* _Task brief_: When you transcribe the entries below, keep the wording exact and omit the pictures.

Natural language region descriptions:
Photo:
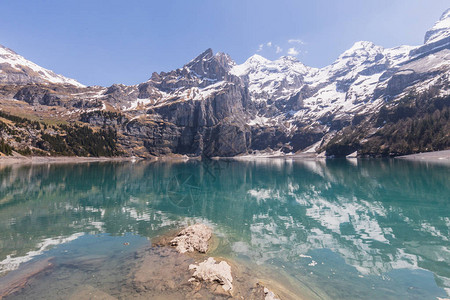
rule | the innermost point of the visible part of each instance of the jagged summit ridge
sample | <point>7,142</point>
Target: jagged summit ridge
<point>440,30</point>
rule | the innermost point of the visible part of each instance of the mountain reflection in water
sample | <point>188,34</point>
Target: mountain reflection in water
<point>381,223</point>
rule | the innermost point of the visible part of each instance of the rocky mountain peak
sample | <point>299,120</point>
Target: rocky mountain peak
<point>209,66</point>
<point>440,30</point>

* _Response to this task_:
Photo:
rule | the innermost point of the visible part of each instance of the jagged summit ridge
sample | <point>7,142</point>
Target: jagged summit ridge
<point>440,30</point>
rule | the innermost point of the visible part of each instance of the mountain reflection in water
sample | <point>188,34</point>
Target: mountain reflection in water
<point>381,223</point>
rule | the innermost point of the visible part of each instance of the rocky mountain peak
sample | <point>299,120</point>
Target: rocky mountain peak
<point>209,66</point>
<point>440,30</point>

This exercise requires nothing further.